# Questions about silicon tires



## DrBonex (Oct 13, 2013)

How long should a set of Silicon Tires last on a T-Jet before they should be replaced? Does anyone have any tips on telling when tires should be replaced?


----------



## sethndaddy (Dec 4, 2004)

replace them when they rip. other then that, just wipe em clean.


----------



## Joe65SkylarkGS (Feb 15, 2010)

If you store ur cars for long periods of time, I'd even dismount them. Some will stretch out. Some won't but unfortunately some do.


----------



## slotking (May 27, 2008)

they last forever
I have an old pair of 1960 red indy tires that work great


----------



## Grampa Ho (Feb 25, 2009)

I have found different mfg. respond differently.
Some brands I can leave on the hub and it will not "grow" and start to slip on the hub. Others, I have to remove when I am not running them because the compound is to soft and needs to relax. 
I too, have some tires that are still great after 10 years but, I don't use them in competition.

Rich


----------



## Rich Dumas (Sep 3, 2008)

There are different SILICONE formulations. The tires that I used to use were softer and would tear easily if you put them on a double flange wheel. The soft silicones could also stretch, but I never had a problem with that if I used double flange hubs. If I had to use skinny stock T-Jet wheels I removed the tires when I was not running the car to minimize stretching. With the soft tires wear was not a problem except on Magnatraction and X-Traction cars that have more downforce, those tires would be shot after a few races. I have never had a Super Tire tear or wear out. For people that run boxstock T-Jets Super Tires now has a new softer formulation that is as durable as the original formulation. I have some of those on the way and will be testing them soon.


----------



## bearsox (Apr 22, 2006)

*The old versions of tires from many makers were all over the map as to what you got durability wise . With today's silicone tires VS the old rubber which were the typical culprits that broke down , you now get tires that can last for up to 30 years or more ! At Balls Out HO our tires will do just that . Now with the 2 versions of harness variations (firm and soft )in many sizes including box stock ( skinny ) already for sale in our store the wait for options is over ! Tested in KC , NY , IL and CA they are strong durable and race ready winners .*

*Bear :wave:*


----------



## GT40 (Jan 18, 2014)

bearsox
Do you have TIRES for the the Mega G cars.


----------



## bearsox (Apr 22, 2006)

*In the pipe but 1st there are a few others making it out along with what will be a pleasant surprise or 2 suggested by 1 one the members here !*

*Bear :wave:*


----------



## RjAFX (Oct 26, 2014)

If you are looking into new tires, these are outstanding and work great on the Tomy RT, SG+, MG, and MG+. Look around, I think they may be on sale this month.


----------



## GT40 (Jan 18, 2014)

RjAFX
Thank You Sir, I'll give them a try.


----------



## Rich Dumas (Sep 3, 2008)
········
■ Requirements:
1. Answer these questions about the tire thread, one per line:
(a) Apart from replacing tires when they rip, what does sethndaddy say to do with them?
(b) What year are slotking's red indy tires from?
(c) According to bearsox, how long can today's silicone tires last?
2. Output a passage of the tire thread, starting at the words "## RjAFX (Oct" and ending after the words "them a try.".

■ Material:
········
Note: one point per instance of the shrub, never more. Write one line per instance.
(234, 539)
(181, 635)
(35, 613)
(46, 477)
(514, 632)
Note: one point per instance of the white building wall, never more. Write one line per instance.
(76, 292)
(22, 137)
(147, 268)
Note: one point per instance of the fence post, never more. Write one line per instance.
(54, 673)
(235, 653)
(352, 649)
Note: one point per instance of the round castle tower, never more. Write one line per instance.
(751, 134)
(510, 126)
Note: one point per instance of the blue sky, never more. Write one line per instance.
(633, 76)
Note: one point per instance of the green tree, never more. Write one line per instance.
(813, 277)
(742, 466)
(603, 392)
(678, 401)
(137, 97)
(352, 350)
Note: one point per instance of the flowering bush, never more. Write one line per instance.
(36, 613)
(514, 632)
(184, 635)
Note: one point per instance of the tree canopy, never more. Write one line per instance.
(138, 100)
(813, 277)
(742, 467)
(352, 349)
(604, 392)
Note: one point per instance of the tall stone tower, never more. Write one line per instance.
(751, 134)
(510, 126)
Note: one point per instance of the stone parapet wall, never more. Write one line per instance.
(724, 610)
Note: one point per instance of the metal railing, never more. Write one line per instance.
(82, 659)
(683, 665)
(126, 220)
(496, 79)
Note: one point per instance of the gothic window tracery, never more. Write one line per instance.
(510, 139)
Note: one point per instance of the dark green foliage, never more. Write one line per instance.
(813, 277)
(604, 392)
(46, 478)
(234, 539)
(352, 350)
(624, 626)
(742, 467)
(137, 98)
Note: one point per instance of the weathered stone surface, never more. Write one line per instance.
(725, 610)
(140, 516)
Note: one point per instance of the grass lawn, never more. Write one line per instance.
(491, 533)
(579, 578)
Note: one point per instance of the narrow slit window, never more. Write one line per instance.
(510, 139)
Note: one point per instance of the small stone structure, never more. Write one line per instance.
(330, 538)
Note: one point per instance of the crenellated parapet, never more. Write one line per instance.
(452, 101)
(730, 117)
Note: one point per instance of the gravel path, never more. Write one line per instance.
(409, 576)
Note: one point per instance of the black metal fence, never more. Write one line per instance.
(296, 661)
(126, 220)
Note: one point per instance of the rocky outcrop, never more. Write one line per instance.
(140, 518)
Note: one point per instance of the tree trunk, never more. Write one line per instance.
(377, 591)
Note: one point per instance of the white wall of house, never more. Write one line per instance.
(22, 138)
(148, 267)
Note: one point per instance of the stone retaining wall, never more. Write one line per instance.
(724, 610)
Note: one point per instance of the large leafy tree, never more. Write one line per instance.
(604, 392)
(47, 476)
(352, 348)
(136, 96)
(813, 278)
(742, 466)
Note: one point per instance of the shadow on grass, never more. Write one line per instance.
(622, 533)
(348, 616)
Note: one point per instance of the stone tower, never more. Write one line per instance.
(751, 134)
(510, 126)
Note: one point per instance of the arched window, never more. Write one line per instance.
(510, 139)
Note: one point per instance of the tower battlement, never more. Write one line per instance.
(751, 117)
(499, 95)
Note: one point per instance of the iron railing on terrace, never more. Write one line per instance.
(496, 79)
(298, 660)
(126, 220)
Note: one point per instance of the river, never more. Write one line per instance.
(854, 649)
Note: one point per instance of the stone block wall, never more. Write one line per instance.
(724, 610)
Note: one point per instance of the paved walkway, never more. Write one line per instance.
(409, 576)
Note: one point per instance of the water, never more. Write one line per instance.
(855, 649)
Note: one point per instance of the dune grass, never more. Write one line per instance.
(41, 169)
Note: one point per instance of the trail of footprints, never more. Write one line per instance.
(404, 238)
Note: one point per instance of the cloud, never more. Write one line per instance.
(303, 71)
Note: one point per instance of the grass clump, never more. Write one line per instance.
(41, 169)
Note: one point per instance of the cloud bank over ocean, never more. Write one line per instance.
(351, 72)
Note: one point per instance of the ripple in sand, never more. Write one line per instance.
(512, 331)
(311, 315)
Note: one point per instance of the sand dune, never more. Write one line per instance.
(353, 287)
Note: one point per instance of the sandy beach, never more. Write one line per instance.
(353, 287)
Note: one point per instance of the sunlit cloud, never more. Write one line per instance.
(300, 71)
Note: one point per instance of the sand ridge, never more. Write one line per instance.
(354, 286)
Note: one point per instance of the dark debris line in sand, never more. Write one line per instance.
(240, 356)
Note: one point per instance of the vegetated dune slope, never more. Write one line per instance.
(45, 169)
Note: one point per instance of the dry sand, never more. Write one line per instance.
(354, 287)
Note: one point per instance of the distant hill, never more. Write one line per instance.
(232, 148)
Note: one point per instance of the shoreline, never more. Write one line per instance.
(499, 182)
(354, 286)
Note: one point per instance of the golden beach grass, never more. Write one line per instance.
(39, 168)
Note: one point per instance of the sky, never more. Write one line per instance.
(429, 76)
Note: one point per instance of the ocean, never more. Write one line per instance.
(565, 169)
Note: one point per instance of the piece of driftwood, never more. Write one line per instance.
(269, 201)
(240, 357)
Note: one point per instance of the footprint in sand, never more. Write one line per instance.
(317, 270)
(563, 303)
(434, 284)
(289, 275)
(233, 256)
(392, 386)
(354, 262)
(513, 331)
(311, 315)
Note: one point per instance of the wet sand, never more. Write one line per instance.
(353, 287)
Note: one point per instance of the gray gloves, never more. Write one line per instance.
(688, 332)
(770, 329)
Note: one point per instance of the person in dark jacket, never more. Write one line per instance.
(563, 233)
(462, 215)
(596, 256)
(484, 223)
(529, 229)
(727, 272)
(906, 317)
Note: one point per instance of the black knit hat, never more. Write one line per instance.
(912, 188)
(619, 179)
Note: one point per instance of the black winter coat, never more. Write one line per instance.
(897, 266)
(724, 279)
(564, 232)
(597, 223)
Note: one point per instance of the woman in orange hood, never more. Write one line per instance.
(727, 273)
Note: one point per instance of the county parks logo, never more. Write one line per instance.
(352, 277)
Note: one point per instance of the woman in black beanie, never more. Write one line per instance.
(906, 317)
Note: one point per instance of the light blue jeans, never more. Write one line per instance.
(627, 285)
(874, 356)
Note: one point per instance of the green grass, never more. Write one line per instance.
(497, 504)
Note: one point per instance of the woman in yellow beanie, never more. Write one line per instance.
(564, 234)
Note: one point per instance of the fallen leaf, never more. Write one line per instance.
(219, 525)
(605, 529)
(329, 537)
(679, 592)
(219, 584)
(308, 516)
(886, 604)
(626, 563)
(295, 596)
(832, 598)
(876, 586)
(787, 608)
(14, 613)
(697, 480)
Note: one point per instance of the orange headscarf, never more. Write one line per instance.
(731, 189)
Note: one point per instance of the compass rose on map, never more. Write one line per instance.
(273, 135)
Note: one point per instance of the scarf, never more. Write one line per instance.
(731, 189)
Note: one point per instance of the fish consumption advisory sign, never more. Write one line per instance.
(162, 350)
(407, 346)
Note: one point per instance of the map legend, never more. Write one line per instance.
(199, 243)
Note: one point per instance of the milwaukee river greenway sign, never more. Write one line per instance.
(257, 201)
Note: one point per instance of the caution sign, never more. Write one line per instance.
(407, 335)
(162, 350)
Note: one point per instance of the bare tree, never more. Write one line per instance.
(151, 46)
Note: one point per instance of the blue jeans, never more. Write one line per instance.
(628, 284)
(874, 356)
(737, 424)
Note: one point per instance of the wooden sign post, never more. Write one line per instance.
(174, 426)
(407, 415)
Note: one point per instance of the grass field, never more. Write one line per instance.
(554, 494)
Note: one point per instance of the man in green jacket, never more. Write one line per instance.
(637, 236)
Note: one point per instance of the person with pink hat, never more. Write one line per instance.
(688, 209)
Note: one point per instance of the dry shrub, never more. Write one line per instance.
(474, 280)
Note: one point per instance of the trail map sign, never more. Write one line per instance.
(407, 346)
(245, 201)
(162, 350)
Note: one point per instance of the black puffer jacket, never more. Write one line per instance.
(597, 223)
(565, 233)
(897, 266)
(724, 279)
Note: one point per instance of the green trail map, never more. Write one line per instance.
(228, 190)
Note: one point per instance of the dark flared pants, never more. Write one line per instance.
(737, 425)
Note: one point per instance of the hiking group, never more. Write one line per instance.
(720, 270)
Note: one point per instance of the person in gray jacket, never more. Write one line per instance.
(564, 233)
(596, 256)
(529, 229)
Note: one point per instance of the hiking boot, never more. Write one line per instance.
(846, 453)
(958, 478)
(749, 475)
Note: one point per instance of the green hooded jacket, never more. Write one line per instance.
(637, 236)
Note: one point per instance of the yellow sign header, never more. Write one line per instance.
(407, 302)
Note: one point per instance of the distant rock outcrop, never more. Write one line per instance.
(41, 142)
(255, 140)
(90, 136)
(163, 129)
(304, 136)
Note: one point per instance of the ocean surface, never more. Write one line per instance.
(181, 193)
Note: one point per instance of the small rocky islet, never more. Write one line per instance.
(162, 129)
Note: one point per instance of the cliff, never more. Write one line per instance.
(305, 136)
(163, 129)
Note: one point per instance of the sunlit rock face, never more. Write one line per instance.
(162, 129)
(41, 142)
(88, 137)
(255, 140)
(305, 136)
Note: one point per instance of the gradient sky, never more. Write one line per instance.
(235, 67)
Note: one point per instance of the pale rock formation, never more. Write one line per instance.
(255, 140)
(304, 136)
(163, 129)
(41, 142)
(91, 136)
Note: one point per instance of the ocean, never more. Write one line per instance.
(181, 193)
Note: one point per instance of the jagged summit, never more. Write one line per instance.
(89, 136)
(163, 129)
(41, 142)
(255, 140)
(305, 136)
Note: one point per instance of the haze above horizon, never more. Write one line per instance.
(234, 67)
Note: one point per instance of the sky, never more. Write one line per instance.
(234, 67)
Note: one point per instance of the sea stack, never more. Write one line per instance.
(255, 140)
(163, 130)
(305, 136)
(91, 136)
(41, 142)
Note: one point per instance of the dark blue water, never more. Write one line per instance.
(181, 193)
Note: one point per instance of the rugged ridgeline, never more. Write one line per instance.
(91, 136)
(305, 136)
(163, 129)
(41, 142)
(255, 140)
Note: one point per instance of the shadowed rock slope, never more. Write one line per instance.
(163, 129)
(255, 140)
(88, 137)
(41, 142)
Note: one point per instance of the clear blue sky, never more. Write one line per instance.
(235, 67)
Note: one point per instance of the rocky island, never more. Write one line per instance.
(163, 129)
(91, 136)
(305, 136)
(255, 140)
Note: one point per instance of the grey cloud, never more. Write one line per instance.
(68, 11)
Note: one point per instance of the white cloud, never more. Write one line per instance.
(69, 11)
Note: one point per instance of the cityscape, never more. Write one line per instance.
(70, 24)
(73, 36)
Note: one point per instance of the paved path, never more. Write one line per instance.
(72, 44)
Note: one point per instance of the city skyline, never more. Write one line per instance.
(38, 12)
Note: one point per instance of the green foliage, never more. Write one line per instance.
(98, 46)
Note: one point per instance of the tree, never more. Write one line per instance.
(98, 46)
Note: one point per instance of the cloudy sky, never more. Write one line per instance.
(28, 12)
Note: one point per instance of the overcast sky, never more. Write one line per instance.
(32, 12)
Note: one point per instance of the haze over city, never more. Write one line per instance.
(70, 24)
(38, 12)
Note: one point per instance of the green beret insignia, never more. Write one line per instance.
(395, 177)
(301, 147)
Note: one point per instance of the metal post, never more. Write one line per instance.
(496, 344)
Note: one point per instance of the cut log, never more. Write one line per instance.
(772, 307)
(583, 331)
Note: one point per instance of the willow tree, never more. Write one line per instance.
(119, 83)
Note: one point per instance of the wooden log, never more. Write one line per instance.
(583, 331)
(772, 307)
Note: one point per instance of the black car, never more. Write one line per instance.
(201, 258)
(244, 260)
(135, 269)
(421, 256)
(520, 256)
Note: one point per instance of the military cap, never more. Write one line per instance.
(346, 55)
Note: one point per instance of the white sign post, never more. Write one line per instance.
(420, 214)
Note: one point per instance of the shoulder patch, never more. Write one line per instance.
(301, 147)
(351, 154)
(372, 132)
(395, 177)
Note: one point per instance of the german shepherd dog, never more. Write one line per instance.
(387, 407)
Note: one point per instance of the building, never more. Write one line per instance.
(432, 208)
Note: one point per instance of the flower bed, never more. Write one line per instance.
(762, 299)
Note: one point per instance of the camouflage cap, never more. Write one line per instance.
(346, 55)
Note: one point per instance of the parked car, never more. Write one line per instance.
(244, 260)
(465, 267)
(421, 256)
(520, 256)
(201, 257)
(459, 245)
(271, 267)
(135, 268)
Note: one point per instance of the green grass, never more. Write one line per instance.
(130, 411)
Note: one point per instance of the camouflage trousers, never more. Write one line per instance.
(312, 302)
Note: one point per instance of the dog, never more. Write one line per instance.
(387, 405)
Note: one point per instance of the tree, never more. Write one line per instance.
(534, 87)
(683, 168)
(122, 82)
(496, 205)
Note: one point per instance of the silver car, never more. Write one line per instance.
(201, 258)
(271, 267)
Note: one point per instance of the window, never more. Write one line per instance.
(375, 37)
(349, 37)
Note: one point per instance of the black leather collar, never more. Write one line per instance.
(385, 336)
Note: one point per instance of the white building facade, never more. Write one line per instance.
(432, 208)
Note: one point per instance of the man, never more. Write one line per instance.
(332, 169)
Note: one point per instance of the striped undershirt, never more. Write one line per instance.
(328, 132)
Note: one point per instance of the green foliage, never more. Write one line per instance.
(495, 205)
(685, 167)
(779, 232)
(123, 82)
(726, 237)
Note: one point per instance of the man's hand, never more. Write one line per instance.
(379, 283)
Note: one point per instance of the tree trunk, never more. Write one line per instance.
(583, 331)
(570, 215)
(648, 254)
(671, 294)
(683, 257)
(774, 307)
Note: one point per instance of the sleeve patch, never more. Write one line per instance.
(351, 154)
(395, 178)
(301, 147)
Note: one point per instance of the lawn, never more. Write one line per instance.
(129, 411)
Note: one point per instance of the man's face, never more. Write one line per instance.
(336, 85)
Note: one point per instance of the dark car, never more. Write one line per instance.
········
■ The replies:
1.
(a) Wipe them clean.
(b) 1960.
(c) Up to 30 years or more.

2.
## RjAFX (Oct 26, 2014)

If you are looking into new tires, these are outstanding and work great on the Tomy RT, SG+, MG, and MG+. Look around, I think they may be on sale this month.


----------



## GT40 (Jan 18, 2014)

RjAFX
Thank You Sir, I'll give them a try.